Named object pointing entries
......
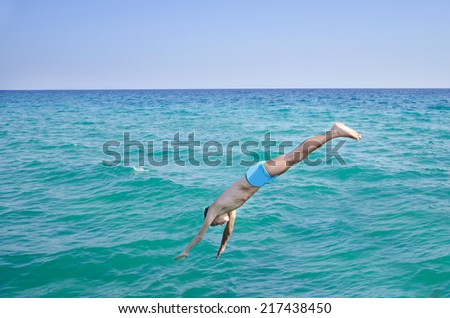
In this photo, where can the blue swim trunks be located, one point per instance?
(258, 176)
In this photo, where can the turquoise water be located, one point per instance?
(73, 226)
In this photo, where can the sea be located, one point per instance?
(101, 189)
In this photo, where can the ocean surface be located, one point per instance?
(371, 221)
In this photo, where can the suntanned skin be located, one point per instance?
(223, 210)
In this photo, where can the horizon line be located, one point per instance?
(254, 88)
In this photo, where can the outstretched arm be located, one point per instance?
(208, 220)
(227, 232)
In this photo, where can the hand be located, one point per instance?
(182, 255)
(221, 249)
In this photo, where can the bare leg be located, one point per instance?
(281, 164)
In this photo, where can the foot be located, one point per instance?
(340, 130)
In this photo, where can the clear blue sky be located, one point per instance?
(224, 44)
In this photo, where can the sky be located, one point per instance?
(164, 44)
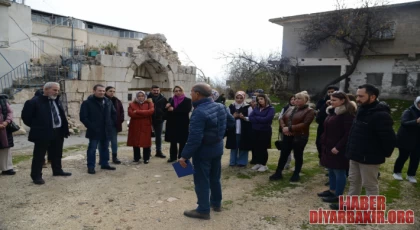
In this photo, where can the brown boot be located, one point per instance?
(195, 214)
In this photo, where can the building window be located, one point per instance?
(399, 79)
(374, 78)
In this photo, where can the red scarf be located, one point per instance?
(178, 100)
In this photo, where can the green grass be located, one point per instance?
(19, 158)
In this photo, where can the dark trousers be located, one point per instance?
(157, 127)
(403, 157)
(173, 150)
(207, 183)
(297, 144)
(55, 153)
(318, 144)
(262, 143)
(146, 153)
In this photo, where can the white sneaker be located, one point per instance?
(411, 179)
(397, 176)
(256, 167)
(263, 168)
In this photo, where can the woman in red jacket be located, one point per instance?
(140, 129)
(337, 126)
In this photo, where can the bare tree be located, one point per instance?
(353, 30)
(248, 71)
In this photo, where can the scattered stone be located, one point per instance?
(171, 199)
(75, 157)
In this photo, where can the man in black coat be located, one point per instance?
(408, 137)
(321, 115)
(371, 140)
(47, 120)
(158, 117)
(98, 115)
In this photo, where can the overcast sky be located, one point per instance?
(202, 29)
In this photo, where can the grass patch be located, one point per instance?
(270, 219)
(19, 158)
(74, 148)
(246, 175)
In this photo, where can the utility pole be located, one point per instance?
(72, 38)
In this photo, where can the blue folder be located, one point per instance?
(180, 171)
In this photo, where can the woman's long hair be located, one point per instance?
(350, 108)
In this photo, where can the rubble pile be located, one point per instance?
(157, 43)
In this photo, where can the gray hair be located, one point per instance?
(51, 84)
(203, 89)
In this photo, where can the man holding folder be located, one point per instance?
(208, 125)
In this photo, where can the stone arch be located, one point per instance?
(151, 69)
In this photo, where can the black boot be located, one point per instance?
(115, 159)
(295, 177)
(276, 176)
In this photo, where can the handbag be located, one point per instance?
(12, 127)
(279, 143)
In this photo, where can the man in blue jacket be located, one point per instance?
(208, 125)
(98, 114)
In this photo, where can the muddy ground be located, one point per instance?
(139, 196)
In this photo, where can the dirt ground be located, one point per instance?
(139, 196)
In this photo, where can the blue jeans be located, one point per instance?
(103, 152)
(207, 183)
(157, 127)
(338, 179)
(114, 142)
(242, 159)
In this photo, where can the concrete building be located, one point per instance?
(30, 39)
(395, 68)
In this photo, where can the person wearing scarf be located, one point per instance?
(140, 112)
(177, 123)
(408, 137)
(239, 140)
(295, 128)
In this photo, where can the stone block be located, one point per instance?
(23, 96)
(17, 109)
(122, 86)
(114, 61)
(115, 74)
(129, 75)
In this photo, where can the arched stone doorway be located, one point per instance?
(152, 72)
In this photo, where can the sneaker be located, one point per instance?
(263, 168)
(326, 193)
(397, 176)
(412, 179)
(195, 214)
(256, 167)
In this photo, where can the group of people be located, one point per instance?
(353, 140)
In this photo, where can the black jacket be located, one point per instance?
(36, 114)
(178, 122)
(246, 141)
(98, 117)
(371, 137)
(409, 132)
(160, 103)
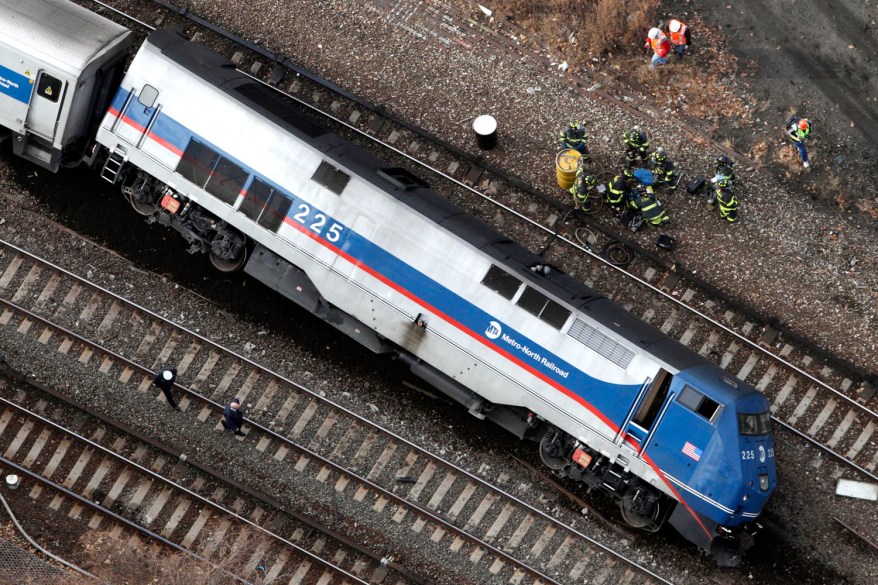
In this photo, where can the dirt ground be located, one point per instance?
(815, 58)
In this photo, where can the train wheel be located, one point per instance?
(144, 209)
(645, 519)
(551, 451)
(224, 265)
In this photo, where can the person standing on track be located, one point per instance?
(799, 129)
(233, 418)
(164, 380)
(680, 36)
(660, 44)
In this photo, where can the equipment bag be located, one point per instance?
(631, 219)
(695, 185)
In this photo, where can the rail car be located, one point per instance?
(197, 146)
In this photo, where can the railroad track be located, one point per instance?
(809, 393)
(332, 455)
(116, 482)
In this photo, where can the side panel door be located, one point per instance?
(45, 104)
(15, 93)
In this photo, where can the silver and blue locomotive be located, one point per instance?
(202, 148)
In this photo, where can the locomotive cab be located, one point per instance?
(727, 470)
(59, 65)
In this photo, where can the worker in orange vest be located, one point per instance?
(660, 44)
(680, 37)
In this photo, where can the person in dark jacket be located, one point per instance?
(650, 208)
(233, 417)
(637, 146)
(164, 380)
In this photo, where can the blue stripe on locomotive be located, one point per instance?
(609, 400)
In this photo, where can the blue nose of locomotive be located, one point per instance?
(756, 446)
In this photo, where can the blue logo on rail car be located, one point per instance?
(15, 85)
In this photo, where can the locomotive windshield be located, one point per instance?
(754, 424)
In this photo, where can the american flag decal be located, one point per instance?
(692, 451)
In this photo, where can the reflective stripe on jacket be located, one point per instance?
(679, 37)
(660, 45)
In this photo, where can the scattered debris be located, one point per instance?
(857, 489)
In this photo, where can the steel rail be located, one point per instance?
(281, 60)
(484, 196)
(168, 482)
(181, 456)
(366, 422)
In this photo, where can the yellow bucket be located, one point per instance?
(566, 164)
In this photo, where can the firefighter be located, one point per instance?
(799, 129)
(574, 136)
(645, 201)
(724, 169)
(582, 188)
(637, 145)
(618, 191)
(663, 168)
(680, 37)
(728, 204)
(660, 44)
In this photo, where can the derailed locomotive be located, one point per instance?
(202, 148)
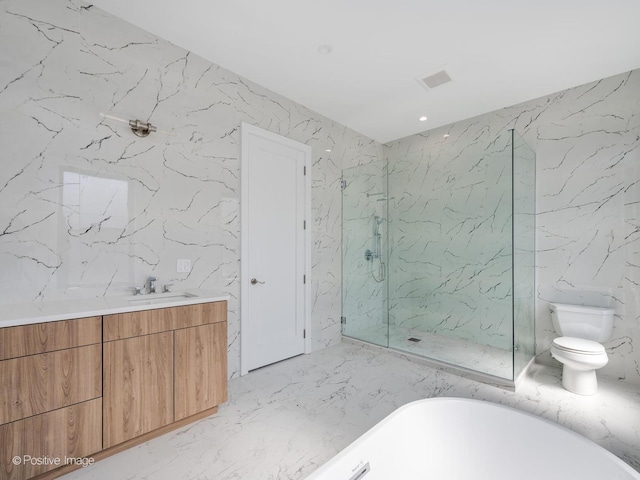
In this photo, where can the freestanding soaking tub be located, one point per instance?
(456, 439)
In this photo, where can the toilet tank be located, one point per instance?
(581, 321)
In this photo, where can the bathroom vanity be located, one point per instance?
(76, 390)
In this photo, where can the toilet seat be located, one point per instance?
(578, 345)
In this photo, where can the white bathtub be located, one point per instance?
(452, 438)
......
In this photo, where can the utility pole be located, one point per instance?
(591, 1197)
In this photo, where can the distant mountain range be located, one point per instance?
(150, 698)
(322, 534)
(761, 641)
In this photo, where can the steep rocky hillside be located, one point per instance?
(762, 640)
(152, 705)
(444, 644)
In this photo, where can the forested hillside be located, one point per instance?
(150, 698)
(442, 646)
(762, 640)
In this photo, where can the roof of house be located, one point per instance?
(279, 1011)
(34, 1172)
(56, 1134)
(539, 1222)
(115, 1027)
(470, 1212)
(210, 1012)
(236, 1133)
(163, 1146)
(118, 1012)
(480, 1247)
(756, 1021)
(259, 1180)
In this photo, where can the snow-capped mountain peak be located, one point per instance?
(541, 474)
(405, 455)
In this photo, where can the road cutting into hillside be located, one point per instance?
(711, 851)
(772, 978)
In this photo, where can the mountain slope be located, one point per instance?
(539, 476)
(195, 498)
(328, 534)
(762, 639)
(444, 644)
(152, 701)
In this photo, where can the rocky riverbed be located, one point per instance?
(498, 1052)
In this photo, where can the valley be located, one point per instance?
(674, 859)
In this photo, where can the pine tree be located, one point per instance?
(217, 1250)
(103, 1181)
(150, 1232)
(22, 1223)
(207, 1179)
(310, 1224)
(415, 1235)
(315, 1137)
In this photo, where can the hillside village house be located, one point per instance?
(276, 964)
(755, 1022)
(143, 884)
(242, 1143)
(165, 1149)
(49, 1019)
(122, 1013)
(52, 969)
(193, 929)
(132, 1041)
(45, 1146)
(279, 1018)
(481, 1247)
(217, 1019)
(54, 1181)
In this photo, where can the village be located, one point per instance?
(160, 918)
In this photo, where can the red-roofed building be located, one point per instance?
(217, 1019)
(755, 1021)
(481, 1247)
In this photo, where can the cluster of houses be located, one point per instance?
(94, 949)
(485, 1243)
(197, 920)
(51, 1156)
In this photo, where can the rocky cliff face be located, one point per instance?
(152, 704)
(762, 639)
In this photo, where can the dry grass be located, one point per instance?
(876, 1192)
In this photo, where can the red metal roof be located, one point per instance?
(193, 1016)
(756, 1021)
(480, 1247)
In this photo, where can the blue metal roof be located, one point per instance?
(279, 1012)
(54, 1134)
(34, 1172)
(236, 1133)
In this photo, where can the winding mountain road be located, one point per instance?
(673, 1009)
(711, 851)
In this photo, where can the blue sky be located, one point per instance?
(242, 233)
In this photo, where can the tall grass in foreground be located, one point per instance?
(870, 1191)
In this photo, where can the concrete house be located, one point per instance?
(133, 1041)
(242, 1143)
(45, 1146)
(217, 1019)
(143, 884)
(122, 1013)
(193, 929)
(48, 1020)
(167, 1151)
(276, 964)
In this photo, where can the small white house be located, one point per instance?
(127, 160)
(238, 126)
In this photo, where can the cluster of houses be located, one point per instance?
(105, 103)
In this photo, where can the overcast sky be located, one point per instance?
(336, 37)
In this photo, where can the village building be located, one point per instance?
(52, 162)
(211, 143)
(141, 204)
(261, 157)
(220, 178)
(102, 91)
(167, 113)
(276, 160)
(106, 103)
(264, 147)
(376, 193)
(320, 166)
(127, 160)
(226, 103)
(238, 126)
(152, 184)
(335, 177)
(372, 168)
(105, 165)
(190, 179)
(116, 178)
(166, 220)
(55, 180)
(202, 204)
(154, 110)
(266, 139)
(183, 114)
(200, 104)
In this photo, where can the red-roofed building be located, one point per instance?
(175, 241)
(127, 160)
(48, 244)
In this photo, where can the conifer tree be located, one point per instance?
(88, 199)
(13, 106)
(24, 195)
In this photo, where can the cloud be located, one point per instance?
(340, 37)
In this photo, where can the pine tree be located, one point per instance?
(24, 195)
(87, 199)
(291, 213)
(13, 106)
......
TASK INSTRUCTIONS. Extract every line that contains the word "rocky".

ANSWER TO THE PROBLEM.
In this photo, where can the steep rocky hillside be located, one point per instance?
In this photo, where can the rocky riverbed be located, one point per instance?
In this photo, where can the rocky cliff face be located, one point per instance?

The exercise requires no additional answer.